** START OF AVAILABLE RECORDS **
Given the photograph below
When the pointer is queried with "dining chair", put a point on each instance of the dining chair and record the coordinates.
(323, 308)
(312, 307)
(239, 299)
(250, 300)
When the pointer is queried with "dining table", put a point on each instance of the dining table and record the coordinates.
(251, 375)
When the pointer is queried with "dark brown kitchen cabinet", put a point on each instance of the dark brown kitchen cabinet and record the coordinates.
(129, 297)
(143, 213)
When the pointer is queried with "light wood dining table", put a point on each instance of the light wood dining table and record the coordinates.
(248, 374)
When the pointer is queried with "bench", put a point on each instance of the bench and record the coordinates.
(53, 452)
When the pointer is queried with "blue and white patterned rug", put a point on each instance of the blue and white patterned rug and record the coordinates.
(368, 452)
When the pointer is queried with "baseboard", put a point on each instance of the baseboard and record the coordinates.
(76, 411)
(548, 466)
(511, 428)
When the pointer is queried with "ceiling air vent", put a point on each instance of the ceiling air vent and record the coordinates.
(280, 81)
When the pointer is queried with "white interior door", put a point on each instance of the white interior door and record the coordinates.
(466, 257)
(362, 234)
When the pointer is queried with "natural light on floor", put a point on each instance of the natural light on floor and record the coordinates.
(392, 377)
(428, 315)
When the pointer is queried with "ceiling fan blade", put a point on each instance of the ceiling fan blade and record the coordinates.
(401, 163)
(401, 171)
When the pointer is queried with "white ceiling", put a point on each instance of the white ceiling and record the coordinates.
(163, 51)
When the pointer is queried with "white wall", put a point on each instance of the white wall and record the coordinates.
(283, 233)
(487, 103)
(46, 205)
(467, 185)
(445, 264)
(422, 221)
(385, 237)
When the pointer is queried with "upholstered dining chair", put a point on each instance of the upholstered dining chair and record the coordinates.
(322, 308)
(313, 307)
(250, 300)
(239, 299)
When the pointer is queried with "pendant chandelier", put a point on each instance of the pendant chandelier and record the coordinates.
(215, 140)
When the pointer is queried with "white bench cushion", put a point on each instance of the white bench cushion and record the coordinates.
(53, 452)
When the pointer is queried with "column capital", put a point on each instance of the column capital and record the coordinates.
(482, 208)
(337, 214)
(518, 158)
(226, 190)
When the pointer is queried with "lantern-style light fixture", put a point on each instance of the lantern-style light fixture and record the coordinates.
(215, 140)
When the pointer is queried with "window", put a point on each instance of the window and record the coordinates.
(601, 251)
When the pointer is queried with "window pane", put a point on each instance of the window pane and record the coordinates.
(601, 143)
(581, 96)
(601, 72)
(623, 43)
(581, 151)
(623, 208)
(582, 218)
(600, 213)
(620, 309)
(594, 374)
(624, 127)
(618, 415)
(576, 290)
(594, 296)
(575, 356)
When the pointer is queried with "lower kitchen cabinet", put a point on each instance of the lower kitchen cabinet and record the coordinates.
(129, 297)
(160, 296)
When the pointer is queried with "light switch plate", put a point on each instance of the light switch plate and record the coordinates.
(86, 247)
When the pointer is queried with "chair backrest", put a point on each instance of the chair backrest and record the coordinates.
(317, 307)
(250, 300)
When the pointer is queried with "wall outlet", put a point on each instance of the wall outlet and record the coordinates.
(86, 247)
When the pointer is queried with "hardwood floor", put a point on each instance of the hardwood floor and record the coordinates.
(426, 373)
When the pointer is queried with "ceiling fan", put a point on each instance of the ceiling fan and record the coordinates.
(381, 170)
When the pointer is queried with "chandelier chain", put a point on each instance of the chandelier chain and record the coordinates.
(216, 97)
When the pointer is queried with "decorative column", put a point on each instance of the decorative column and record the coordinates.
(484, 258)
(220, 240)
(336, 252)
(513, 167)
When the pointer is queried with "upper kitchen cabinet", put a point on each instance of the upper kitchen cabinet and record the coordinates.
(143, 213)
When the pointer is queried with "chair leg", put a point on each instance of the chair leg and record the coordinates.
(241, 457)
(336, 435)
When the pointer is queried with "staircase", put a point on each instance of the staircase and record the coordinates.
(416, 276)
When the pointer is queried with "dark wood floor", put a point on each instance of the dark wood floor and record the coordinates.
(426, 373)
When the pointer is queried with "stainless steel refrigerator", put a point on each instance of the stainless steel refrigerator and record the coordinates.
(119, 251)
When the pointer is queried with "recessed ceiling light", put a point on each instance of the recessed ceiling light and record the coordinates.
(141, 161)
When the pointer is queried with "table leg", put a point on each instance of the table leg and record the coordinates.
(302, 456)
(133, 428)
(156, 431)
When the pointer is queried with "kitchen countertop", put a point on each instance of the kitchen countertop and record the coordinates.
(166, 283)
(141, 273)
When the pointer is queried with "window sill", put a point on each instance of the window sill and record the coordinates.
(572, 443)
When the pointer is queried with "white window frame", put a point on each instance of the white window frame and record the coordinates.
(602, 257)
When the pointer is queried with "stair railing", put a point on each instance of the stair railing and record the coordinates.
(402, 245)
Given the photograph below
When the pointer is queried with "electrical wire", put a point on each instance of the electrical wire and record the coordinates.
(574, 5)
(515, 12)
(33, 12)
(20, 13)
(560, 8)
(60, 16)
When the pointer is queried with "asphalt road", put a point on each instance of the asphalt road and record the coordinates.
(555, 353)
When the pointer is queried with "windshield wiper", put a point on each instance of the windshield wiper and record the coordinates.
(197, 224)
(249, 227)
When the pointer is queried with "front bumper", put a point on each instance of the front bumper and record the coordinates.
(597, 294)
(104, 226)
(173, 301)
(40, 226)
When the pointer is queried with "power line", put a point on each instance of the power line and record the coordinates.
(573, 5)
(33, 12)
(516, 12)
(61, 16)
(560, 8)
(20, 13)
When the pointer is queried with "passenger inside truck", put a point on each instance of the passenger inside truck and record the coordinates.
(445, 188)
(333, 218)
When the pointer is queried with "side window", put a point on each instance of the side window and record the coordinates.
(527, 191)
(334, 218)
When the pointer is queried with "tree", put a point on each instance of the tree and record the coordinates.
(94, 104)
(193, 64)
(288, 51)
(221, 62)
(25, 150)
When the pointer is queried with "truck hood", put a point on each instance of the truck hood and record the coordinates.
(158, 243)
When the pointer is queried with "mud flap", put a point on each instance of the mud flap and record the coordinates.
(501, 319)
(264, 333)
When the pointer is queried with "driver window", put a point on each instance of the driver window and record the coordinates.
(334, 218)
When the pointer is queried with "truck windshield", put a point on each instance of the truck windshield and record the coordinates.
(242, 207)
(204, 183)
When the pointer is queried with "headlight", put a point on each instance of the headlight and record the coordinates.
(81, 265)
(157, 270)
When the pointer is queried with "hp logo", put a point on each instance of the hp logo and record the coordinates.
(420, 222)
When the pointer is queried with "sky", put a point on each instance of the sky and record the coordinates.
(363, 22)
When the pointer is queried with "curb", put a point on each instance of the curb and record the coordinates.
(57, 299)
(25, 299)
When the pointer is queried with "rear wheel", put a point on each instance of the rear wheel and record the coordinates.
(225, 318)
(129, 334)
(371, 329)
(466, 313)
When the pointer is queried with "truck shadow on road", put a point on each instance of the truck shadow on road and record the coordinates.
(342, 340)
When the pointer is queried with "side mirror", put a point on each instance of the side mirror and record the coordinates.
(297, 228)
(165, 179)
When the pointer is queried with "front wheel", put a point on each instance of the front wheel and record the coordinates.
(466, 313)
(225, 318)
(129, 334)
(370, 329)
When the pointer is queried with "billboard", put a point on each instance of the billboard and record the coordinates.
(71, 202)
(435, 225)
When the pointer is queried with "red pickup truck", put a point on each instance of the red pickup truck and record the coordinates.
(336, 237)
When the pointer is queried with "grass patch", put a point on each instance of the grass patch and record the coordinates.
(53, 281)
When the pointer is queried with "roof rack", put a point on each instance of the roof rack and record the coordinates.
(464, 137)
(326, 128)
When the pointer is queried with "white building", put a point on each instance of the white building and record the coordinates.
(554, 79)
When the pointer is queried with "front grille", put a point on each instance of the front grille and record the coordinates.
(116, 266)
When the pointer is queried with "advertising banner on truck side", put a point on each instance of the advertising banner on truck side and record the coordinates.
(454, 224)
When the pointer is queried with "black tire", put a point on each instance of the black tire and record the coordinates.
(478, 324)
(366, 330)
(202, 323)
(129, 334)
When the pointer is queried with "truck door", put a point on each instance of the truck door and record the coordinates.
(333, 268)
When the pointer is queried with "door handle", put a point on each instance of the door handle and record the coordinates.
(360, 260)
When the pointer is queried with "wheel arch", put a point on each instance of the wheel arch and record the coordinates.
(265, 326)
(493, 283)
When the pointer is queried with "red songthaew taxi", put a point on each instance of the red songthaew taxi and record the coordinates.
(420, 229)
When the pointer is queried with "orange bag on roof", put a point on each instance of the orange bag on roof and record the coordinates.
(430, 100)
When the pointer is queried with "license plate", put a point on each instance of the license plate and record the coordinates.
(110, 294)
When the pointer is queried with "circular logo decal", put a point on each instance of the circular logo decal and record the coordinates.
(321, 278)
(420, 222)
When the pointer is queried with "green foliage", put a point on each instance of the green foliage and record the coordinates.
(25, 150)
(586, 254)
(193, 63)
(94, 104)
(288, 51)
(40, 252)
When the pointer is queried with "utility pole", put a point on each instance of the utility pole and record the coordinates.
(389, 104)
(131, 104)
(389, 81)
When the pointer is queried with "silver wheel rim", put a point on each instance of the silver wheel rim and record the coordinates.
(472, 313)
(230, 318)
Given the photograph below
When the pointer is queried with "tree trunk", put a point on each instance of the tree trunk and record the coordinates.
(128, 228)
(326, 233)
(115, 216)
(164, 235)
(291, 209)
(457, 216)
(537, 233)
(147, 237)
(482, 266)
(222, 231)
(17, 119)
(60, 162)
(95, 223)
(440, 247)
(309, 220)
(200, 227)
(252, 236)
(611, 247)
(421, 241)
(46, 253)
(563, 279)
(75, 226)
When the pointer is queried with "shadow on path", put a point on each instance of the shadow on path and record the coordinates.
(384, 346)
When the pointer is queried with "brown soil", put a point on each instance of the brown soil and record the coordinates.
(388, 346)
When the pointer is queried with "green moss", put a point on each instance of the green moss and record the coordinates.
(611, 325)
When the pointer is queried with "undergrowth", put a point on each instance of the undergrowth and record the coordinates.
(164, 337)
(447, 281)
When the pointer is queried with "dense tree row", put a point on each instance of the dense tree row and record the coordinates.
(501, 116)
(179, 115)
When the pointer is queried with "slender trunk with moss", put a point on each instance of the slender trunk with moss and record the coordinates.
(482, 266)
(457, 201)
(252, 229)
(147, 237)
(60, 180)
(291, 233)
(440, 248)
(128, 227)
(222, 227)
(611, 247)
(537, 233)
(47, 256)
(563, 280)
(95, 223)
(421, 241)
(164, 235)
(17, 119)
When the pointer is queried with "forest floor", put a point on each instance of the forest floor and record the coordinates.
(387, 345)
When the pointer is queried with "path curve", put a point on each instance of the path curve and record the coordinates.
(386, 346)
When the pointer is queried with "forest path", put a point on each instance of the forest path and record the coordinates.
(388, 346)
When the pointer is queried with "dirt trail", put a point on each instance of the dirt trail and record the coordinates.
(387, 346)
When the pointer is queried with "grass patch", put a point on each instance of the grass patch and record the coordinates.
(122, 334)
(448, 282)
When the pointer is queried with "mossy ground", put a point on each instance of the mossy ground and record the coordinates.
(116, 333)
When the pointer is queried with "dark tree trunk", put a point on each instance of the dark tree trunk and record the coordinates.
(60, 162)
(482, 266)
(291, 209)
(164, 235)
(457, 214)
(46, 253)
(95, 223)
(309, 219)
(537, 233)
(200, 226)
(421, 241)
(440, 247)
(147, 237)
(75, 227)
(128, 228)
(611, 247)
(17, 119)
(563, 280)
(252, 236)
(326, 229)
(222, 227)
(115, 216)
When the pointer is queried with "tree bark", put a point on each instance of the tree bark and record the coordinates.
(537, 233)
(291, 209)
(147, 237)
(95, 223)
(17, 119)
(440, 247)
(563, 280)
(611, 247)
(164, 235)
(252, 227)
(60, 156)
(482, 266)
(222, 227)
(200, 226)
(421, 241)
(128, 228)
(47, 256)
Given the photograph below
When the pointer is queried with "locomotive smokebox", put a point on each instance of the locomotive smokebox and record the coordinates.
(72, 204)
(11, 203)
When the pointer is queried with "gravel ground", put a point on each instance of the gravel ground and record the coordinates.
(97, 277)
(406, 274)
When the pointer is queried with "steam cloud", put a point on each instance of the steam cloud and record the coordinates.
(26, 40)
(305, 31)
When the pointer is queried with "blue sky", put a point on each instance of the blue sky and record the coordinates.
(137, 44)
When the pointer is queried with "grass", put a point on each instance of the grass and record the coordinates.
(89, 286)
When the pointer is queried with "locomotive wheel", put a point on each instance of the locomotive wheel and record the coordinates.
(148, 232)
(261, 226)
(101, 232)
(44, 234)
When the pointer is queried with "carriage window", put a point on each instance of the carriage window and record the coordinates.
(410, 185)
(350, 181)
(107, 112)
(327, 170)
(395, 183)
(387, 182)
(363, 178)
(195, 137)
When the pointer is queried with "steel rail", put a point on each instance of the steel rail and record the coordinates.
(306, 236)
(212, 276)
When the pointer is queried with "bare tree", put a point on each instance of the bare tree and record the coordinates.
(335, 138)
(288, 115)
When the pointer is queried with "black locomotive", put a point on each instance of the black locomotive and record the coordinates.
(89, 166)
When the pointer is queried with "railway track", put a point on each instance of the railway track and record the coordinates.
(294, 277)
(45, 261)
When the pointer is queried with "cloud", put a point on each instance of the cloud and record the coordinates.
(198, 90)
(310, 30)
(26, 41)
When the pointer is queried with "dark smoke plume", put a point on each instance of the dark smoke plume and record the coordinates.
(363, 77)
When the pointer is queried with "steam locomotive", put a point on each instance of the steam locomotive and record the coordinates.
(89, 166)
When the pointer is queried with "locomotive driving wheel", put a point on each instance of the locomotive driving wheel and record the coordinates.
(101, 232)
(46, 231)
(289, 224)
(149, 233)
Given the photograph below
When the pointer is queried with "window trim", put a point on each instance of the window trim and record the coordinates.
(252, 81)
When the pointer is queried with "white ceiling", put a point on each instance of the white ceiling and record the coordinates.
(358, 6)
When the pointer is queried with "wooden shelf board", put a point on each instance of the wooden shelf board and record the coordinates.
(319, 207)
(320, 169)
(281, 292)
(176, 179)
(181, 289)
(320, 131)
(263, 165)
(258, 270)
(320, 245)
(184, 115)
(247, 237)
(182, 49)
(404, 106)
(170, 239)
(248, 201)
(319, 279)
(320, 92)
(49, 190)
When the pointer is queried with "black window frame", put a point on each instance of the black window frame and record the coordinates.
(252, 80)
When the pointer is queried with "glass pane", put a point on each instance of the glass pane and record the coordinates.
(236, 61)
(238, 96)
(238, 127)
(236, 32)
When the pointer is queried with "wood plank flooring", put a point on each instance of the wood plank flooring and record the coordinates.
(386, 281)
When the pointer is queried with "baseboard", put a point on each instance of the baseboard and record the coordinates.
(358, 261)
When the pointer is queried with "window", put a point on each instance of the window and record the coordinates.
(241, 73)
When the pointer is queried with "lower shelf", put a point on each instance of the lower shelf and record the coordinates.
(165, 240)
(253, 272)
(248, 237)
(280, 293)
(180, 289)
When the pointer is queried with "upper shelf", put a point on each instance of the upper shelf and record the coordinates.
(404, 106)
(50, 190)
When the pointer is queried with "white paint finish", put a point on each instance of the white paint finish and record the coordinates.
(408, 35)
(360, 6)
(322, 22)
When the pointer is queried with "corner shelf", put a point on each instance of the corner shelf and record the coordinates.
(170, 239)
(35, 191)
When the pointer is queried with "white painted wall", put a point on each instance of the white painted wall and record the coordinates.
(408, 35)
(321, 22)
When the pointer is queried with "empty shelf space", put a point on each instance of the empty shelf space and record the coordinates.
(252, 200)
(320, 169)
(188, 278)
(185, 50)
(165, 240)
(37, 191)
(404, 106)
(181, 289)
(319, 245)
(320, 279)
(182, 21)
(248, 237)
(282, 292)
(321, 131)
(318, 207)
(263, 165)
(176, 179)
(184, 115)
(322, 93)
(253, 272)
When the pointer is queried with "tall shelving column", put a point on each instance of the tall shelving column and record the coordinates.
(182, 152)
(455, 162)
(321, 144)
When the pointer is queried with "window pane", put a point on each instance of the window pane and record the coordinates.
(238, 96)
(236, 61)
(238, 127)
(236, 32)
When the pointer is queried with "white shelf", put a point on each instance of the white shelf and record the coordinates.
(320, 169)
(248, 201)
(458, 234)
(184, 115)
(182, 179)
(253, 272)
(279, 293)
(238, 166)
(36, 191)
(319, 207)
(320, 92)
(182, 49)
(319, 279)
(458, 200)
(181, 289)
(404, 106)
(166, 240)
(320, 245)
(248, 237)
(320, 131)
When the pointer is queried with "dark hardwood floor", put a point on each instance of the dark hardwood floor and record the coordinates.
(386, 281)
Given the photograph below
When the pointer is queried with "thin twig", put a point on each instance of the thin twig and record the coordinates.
** END OF AVAILABLE RECORDS **
▶ [EXERCISE DETAILS]: Exactly and exclusively, repeat the lines from the line that contains "space and record the coordinates." through the end of the records, both ends included.

▶ [RESULT FOR THIS TASK]:
When the pointer is queried with "empty shelf space", put a point on each instance of the empty shelf space and record the coordinates.
(252, 200)
(320, 169)
(188, 278)
(185, 50)
(165, 240)
(37, 191)
(404, 106)
(181, 289)
(319, 245)
(320, 279)
(182, 21)
(248, 237)
(282, 292)
(321, 131)
(318, 207)
(263, 165)
(176, 179)
(184, 115)
(322, 93)
(253, 272)
When the pointer is queried with "tall shelving column", put a point on each instance of the tall shelving column and record the coordinates.
(182, 152)
(455, 162)
(321, 144)
When the pointer is queried with "window pane", put a point on each instance of the window pane and record the coordinates.
(238, 96)
(236, 61)
(238, 127)
(236, 32)
When the pointer is queried with "white shelf", put a point on each instance of the white shelf and record the coordinates.
(320, 169)
(248, 201)
(458, 234)
(184, 115)
(182, 179)
(253, 272)
(279, 293)
(238, 166)
(36, 191)
(319, 207)
(320, 92)
(182, 49)
(319, 279)
(458, 200)
(181, 289)
(404, 106)
(166, 240)
(320, 245)
(248, 237)
(320, 131)
When the pointer is queried with "dark hardwood floor", put a point on each instance of the dark hardwood floor and record the coordinates.
(386, 281)
Given the photograph below
When the pointer is queried with "thin twig", put a point on each instance of the thin twig and record the coordinates.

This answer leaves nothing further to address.